You are viewing a plain text version of this content. The canonical link for it is here.
Posted to dev@arrow.apache.org by Amol Umbarkar <am...@gmail.com> on 2020/05/16 11:39:27 UTC

IPC body buffer compression

Hello All,
I was going through dask developer log recently. Dask seems to be
selectively do compression if it is found to be useful. They sort of pick
10kb of sample upfront to calculate compression and if the results are good
then the whole batch is compressed. This seems to save de-compression
effort on receiver side.

Please take a look at
https://blog.dask.org/2016/04/14/dask-distributed-optimizing-protocol#problem-3-unwanted-compression

Thought this could be relevant to arrow batch transfers as well.

- Goals:
A) Return the part of the post on IPC body buffer compression that opens with the words containing "IPC body buffer" and closes with "transfers as well.", copied word for word.
B) Answer these questions from the post on IPC body buffer compression:
(i) To which mailing list address was it posted?
(ii) How much data does Dask pick as a sample upfront?
(iii) What effort does this approach seem to save on the receiver side?

Coordinate labeling data:
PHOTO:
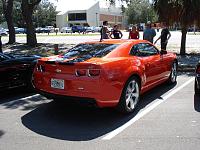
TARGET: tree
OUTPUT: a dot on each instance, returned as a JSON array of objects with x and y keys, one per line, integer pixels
[
  {"x": 8, "y": 13},
  {"x": 185, "y": 12},
  {"x": 27, "y": 7}
]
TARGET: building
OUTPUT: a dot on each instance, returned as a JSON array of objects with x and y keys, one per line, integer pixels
[{"x": 91, "y": 15}]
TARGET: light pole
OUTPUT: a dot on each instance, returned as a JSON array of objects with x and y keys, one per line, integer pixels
[{"x": 96, "y": 19}]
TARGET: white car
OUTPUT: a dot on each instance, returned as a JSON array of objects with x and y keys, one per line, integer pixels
[{"x": 66, "y": 30}]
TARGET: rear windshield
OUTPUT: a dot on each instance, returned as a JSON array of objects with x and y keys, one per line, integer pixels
[{"x": 83, "y": 52}]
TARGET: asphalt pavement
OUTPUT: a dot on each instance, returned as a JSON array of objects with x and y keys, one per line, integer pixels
[{"x": 167, "y": 117}]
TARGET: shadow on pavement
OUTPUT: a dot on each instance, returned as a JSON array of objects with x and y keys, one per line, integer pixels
[
  {"x": 1, "y": 133},
  {"x": 20, "y": 98},
  {"x": 13, "y": 94},
  {"x": 197, "y": 103},
  {"x": 78, "y": 123}
]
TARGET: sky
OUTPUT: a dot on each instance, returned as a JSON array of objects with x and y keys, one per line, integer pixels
[{"x": 63, "y": 5}]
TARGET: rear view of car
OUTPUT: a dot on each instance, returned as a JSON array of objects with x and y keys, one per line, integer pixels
[
  {"x": 66, "y": 30},
  {"x": 197, "y": 80}
]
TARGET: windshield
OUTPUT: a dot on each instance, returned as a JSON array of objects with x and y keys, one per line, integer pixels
[{"x": 83, "y": 52}]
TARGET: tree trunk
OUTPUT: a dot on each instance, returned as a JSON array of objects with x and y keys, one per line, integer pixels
[
  {"x": 1, "y": 51},
  {"x": 8, "y": 12},
  {"x": 183, "y": 41},
  {"x": 27, "y": 12}
]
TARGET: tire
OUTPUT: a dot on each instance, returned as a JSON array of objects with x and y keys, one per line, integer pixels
[
  {"x": 173, "y": 74},
  {"x": 196, "y": 90},
  {"x": 130, "y": 96}
]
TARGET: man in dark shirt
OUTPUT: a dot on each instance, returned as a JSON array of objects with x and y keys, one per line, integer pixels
[
  {"x": 165, "y": 35},
  {"x": 116, "y": 33}
]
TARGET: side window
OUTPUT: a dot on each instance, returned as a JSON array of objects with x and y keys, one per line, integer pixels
[
  {"x": 2, "y": 58},
  {"x": 144, "y": 50}
]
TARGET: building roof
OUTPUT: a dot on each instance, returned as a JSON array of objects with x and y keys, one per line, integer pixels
[{"x": 74, "y": 5}]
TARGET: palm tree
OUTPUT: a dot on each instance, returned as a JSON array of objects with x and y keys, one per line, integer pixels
[
  {"x": 8, "y": 13},
  {"x": 186, "y": 12},
  {"x": 27, "y": 12}
]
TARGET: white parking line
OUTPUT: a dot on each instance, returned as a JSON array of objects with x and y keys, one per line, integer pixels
[
  {"x": 24, "y": 98},
  {"x": 146, "y": 111}
]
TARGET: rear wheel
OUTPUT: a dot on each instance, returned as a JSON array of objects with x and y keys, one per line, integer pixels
[
  {"x": 173, "y": 74},
  {"x": 197, "y": 91},
  {"x": 130, "y": 96}
]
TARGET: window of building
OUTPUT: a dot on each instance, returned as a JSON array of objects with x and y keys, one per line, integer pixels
[{"x": 76, "y": 16}]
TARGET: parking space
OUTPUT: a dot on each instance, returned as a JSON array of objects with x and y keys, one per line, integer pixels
[{"x": 29, "y": 121}]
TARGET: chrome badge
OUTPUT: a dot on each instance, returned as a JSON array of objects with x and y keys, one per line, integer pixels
[{"x": 58, "y": 70}]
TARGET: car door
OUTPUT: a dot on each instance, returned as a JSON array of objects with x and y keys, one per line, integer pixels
[
  {"x": 152, "y": 61},
  {"x": 9, "y": 74}
]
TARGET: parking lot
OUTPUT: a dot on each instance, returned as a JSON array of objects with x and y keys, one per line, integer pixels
[
  {"x": 174, "y": 42},
  {"x": 167, "y": 118}
]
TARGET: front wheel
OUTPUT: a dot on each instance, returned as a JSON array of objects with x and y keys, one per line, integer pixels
[
  {"x": 173, "y": 74},
  {"x": 130, "y": 96}
]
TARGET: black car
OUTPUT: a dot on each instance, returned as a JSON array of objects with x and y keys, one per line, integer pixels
[
  {"x": 197, "y": 80},
  {"x": 78, "y": 29},
  {"x": 16, "y": 70}
]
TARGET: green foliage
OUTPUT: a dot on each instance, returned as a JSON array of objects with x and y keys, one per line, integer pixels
[
  {"x": 2, "y": 19},
  {"x": 45, "y": 14},
  {"x": 140, "y": 11}
]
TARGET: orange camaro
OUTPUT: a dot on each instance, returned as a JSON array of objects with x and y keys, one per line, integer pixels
[{"x": 111, "y": 73}]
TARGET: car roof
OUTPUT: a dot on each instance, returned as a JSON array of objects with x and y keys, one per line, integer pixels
[{"x": 118, "y": 41}]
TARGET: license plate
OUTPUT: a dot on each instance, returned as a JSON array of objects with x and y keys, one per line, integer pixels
[{"x": 57, "y": 84}]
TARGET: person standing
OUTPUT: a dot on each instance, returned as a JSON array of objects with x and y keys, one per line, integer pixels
[
  {"x": 117, "y": 34},
  {"x": 1, "y": 51},
  {"x": 165, "y": 36},
  {"x": 149, "y": 33},
  {"x": 133, "y": 33},
  {"x": 105, "y": 33}
]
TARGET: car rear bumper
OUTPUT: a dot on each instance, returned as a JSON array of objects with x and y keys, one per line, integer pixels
[{"x": 105, "y": 94}]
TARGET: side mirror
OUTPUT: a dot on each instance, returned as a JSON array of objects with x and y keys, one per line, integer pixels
[{"x": 162, "y": 52}]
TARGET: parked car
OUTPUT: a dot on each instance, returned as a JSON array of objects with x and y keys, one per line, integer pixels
[
  {"x": 197, "y": 80},
  {"x": 3, "y": 32},
  {"x": 42, "y": 30},
  {"x": 16, "y": 70},
  {"x": 20, "y": 30},
  {"x": 111, "y": 73},
  {"x": 78, "y": 29},
  {"x": 66, "y": 30}
]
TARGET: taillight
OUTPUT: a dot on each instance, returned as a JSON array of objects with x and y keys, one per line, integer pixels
[
  {"x": 93, "y": 72},
  {"x": 198, "y": 70},
  {"x": 81, "y": 72},
  {"x": 40, "y": 68},
  {"x": 87, "y": 72}
]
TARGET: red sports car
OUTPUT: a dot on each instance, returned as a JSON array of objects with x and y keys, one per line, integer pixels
[{"x": 111, "y": 73}]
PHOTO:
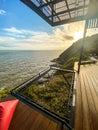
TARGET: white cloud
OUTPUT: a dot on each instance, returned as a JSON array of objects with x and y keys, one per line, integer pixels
[
  {"x": 2, "y": 12},
  {"x": 60, "y": 38},
  {"x": 28, "y": 39}
]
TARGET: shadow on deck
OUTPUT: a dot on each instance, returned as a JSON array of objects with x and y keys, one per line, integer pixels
[{"x": 25, "y": 118}]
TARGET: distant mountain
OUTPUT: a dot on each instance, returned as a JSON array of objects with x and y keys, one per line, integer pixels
[{"x": 73, "y": 52}]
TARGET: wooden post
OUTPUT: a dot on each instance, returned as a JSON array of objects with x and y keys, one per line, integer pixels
[{"x": 82, "y": 46}]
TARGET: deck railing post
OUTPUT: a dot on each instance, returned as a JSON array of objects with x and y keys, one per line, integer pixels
[{"x": 82, "y": 46}]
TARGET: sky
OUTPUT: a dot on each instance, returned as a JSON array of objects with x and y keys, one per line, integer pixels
[{"x": 22, "y": 29}]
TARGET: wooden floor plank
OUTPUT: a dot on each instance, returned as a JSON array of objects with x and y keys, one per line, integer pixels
[
  {"x": 79, "y": 119},
  {"x": 87, "y": 125},
  {"x": 91, "y": 101},
  {"x": 89, "y": 98}
]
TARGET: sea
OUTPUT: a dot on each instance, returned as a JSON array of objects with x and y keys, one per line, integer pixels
[{"x": 18, "y": 66}]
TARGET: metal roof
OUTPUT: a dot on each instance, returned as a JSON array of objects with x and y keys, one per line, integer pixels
[{"x": 57, "y": 12}]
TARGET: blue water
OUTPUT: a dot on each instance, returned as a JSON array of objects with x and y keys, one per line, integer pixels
[{"x": 18, "y": 66}]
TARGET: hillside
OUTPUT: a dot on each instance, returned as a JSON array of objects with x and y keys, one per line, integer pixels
[{"x": 69, "y": 56}]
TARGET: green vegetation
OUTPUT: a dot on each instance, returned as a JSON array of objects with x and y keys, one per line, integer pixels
[
  {"x": 72, "y": 54},
  {"x": 53, "y": 96},
  {"x": 4, "y": 93}
]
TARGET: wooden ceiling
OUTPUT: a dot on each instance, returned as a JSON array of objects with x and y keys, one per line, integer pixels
[{"x": 57, "y": 12}]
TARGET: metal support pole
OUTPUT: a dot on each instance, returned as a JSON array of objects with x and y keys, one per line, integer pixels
[{"x": 82, "y": 46}]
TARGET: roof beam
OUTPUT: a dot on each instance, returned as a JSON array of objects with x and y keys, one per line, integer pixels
[
  {"x": 32, "y": 6},
  {"x": 68, "y": 8},
  {"x": 66, "y": 11},
  {"x": 79, "y": 18}
]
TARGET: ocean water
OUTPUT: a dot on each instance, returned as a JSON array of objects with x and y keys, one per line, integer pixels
[{"x": 19, "y": 66}]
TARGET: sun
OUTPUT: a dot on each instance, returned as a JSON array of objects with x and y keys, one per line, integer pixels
[{"x": 78, "y": 35}]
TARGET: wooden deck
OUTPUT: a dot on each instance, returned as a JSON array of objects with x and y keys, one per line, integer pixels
[
  {"x": 25, "y": 118},
  {"x": 86, "y": 115}
]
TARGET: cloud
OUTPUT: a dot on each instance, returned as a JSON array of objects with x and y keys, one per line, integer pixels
[
  {"x": 36, "y": 40},
  {"x": 2, "y": 12},
  {"x": 60, "y": 38}
]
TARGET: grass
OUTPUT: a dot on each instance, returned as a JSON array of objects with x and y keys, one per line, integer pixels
[{"x": 4, "y": 93}]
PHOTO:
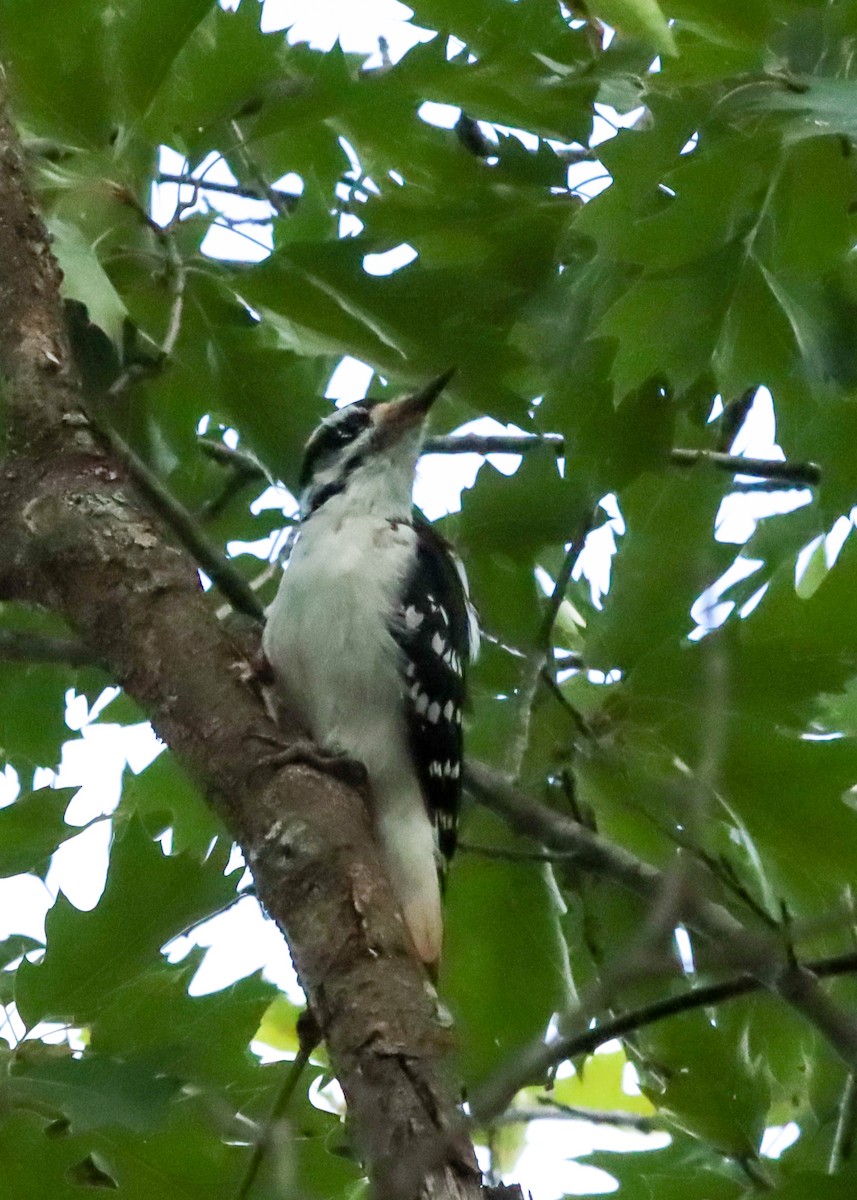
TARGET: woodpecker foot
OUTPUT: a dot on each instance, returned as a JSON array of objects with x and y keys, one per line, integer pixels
[{"x": 329, "y": 762}]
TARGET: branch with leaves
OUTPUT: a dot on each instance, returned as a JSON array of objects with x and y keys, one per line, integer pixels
[
  {"x": 771, "y": 961},
  {"x": 76, "y": 540}
]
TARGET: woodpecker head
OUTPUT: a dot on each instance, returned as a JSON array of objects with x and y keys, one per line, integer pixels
[{"x": 367, "y": 453}]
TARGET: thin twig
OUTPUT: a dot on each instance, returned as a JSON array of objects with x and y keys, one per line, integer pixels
[
  {"x": 276, "y": 199},
  {"x": 244, "y": 463},
  {"x": 279, "y": 1110},
  {"x": 549, "y": 1055},
  {"x": 285, "y": 199},
  {"x": 846, "y": 1123},
  {"x": 802, "y": 474},
  {"x": 550, "y": 1110},
  {"x": 22, "y": 646},
  {"x": 766, "y": 957}
]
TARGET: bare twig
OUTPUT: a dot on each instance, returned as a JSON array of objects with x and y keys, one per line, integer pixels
[
  {"x": 551, "y": 1110},
  {"x": 846, "y": 1125},
  {"x": 275, "y": 1116},
  {"x": 547, "y": 1056},
  {"x": 799, "y": 474},
  {"x": 802, "y": 474},
  {"x": 215, "y": 564},
  {"x": 283, "y": 199},
  {"x": 763, "y": 955},
  {"x": 21, "y": 646}
]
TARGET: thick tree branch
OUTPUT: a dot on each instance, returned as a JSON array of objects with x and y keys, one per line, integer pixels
[
  {"x": 766, "y": 958},
  {"x": 78, "y": 540}
]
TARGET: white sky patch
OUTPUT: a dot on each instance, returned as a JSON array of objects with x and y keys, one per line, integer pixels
[
  {"x": 607, "y": 121},
  {"x": 442, "y": 478},
  {"x": 547, "y": 1165},
  {"x": 595, "y": 559},
  {"x": 739, "y": 513},
  {"x": 389, "y": 261},
  {"x": 349, "y": 381},
  {"x": 250, "y": 235},
  {"x": 684, "y": 949},
  {"x": 708, "y": 611},
  {"x": 238, "y": 942},
  {"x": 777, "y": 1139},
  {"x": 358, "y": 28}
]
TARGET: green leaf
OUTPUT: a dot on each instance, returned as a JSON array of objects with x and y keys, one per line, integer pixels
[
  {"x": 637, "y": 18},
  {"x": 85, "y": 280},
  {"x": 149, "y": 898},
  {"x": 94, "y": 1092},
  {"x": 31, "y": 828},
  {"x": 163, "y": 796},
  {"x": 481, "y": 954}
]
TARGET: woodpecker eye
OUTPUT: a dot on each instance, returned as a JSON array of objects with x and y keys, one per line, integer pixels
[{"x": 331, "y": 437}]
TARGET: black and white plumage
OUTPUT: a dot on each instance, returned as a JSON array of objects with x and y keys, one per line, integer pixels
[{"x": 370, "y": 636}]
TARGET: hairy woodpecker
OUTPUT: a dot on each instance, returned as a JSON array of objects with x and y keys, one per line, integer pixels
[{"x": 369, "y": 639}]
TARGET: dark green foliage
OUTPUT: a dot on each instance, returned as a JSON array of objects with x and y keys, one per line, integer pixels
[{"x": 718, "y": 261}]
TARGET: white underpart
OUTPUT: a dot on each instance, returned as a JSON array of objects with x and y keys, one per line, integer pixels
[{"x": 340, "y": 669}]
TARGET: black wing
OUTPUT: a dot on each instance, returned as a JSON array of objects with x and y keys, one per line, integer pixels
[{"x": 435, "y": 628}]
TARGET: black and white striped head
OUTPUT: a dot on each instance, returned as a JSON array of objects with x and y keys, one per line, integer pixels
[{"x": 366, "y": 453}]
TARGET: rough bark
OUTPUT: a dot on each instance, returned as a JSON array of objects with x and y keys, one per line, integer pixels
[{"x": 77, "y": 539}]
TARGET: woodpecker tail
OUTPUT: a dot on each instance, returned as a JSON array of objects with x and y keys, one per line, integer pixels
[{"x": 407, "y": 841}]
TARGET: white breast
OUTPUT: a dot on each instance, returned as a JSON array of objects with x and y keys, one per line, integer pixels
[{"x": 340, "y": 670}]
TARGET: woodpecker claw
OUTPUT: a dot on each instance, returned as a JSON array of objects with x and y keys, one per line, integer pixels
[{"x": 328, "y": 762}]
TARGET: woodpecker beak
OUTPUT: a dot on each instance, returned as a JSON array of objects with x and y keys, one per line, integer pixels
[{"x": 396, "y": 417}]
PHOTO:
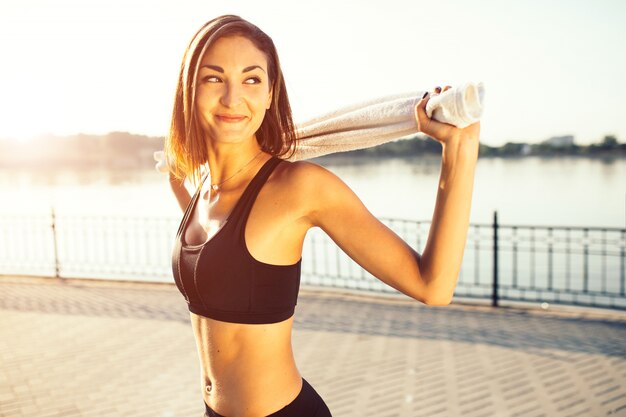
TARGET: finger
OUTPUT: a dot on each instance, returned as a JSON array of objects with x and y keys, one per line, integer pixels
[{"x": 420, "y": 113}]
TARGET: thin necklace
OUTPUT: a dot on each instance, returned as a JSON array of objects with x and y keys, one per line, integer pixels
[{"x": 216, "y": 187}]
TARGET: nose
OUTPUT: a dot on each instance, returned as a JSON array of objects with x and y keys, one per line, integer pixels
[{"x": 232, "y": 95}]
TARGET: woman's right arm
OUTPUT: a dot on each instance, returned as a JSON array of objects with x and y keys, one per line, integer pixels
[{"x": 180, "y": 192}]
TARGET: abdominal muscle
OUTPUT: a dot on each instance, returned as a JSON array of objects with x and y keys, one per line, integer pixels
[{"x": 247, "y": 370}]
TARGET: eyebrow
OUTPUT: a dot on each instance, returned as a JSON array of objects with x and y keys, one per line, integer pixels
[{"x": 220, "y": 69}]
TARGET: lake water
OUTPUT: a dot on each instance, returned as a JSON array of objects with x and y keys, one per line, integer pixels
[
  {"x": 526, "y": 191},
  {"x": 101, "y": 232}
]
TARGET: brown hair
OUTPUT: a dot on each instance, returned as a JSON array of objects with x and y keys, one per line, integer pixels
[{"x": 185, "y": 146}]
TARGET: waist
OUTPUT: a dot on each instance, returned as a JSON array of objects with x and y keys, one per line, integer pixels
[{"x": 245, "y": 365}]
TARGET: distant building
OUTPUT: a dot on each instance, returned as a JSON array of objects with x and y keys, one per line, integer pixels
[{"x": 560, "y": 141}]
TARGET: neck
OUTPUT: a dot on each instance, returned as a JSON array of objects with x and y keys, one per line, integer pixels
[{"x": 226, "y": 159}]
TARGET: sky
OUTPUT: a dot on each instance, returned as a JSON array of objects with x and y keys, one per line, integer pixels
[{"x": 95, "y": 66}]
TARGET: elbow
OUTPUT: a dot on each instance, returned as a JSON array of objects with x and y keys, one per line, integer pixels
[
  {"x": 437, "y": 298},
  {"x": 437, "y": 302}
]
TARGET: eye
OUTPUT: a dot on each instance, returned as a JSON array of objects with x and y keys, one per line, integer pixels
[{"x": 211, "y": 79}]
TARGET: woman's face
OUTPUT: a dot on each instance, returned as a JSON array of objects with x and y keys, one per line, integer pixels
[{"x": 233, "y": 90}]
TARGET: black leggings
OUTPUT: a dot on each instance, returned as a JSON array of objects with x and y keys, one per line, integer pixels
[{"x": 307, "y": 404}]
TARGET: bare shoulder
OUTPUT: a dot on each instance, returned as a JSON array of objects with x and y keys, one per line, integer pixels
[
  {"x": 303, "y": 177},
  {"x": 314, "y": 190}
]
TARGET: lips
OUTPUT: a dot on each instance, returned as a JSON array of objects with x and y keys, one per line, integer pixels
[{"x": 230, "y": 118}]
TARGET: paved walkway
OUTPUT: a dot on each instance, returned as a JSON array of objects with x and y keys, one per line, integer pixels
[{"x": 90, "y": 348}]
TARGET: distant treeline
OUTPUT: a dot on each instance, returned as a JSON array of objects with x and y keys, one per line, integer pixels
[{"x": 123, "y": 150}]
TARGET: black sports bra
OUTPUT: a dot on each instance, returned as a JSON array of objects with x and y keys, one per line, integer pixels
[{"x": 221, "y": 280}]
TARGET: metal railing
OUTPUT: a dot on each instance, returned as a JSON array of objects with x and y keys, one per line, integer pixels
[{"x": 564, "y": 265}]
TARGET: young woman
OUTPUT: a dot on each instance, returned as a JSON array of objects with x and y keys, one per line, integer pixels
[{"x": 238, "y": 249}]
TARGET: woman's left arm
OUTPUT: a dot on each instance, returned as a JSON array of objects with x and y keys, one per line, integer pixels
[{"x": 432, "y": 276}]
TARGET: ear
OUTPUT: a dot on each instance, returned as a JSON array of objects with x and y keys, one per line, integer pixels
[{"x": 269, "y": 97}]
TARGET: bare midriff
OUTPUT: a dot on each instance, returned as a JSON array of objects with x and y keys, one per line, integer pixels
[{"x": 247, "y": 370}]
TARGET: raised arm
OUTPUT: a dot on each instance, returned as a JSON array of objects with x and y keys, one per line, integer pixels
[{"x": 432, "y": 276}]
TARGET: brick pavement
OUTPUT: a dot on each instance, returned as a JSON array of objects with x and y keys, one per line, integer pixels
[{"x": 93, "y": 348}]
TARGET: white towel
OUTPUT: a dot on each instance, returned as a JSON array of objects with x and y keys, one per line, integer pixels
[{"x": 378, "y": 121}]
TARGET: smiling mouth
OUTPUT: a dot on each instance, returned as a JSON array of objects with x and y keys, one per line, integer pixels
[{"x": 230, "y": 118}]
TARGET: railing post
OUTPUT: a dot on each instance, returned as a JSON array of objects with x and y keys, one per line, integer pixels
[
  {"x": 494, "y": 297},
  {"x": 56, "y": 251}
]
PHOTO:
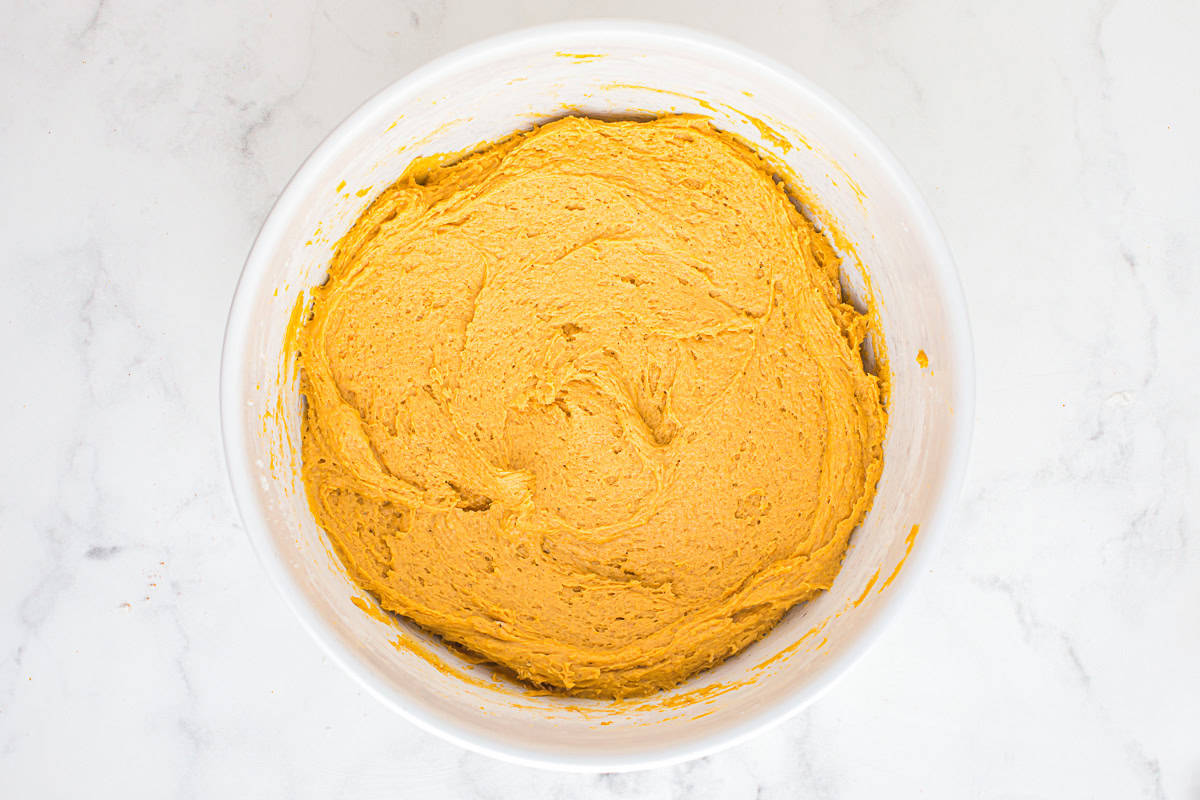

- Answer set:
A)
IPC body buffer compression

Hello All,
I was going through dask developer log recently. Dask seems to be
selectively do compression if it is found to be useful. They sort of pick
10kb of sample upfront to calculate compression and if the results are good
then the whole batch is compressed. This seems to save de-compression
effort on receiver side.

Please take a look at
https://blog.dask.org/2016/04/14/dask-distributed-optimizing-protocol#problem-3-unwanted-compression

Thought this could be relevant to arrow batch transfers as well.

B)
(i) dev@arrow.apache.org
(ii) 10kb
(iii) De-compression effort